CODEWITHSUNDEEP
typescript
Adrian Bannister
Adrian Bannister

Reputation: 523

Use typeof as a parameter type

Let's say I have a class:

public class A {
  foo: string;
}

How do I define a function so that it accepts the type of class and returns an instance of it? Something like this:

function bar<T>(c: typeof T): T {
  return new c();
}

const a: A = bar(A);

Upvotes: 2

Views: 356

Answers (2)

Romain Deneau
Romain Deneau

Reputation: 3061

To complete Daniel's answer:

We can use type Constructor<T = {}> = new (...args: any[]) => T; to be more explicit and indicate arguments for the constructor function (but without static type checking).

type Constructor<T = {}> = new (...args: any[]) => T;

function create<T>(Klass: Constructor<T>, ...args: any[]): T {
    return new Klass(...args);
}

class A0 { }
class A1 { constructor(readonly arg: string) {} }

const a0 = create(A0);
console.log(a0 instanceof A0); // true

const a1 = create(A1, 'arg');
console.log(a1 instanceof A1, a1.arg === 'arg'); // true, true

Result → Run it on the TS playground.

> [To be done]:
[A] In the TypeScript thread, what does the Result line invite the reader to do?
[B] Transcribe the stretch of rows from the start of the records through the line that contains "POLYGON ((0 177, 8". Include both ends.

Records:
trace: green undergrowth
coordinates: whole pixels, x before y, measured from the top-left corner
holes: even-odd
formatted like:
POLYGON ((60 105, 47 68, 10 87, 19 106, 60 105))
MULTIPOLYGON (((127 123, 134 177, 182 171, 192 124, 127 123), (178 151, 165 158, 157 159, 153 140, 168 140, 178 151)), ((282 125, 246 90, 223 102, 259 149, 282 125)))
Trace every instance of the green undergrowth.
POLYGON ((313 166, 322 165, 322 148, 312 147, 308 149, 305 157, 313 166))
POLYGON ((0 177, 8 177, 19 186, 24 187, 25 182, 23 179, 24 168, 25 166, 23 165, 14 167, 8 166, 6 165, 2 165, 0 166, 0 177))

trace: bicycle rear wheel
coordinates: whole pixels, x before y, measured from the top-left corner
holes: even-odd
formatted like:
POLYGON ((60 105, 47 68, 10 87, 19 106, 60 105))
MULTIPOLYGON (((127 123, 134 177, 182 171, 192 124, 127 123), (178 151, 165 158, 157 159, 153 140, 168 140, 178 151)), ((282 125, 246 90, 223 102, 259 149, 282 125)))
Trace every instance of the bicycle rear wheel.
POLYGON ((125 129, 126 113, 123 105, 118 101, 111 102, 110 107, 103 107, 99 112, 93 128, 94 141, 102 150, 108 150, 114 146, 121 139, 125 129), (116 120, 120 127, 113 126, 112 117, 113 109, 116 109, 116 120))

> [The responses]:
[A] Run it on the TS playground.

[B]
trace: green undergrowth
coordinates: whole pixels, x before y, measured from the top-left corner
holes: even-odd
formatted like:
POLYGON ((60 105, 47 68, 10 87, 19 106, 60 105))
MULTIPOLYGON (((127 123, 134 177, 182 171, 192 124, 127 123), (178 151, 165 158, 157 159, 153 140, 168 140, 178 151)), ((282 125, 246 90, 223 102, 259 149, 282 125)))
Trace every instance of the green undergrowth.
POLYGON ((313 166, 322 165, 322 148, 312 147, 308 149, 305 157, 313 166))
POLYGON ((0 177, 8 177, 19 186, 24 187, 25 182, 23 179, 24 168, 25 166, 23 165, 14 167, 8 166, 6 165, 2 165, 0 166, 0 177))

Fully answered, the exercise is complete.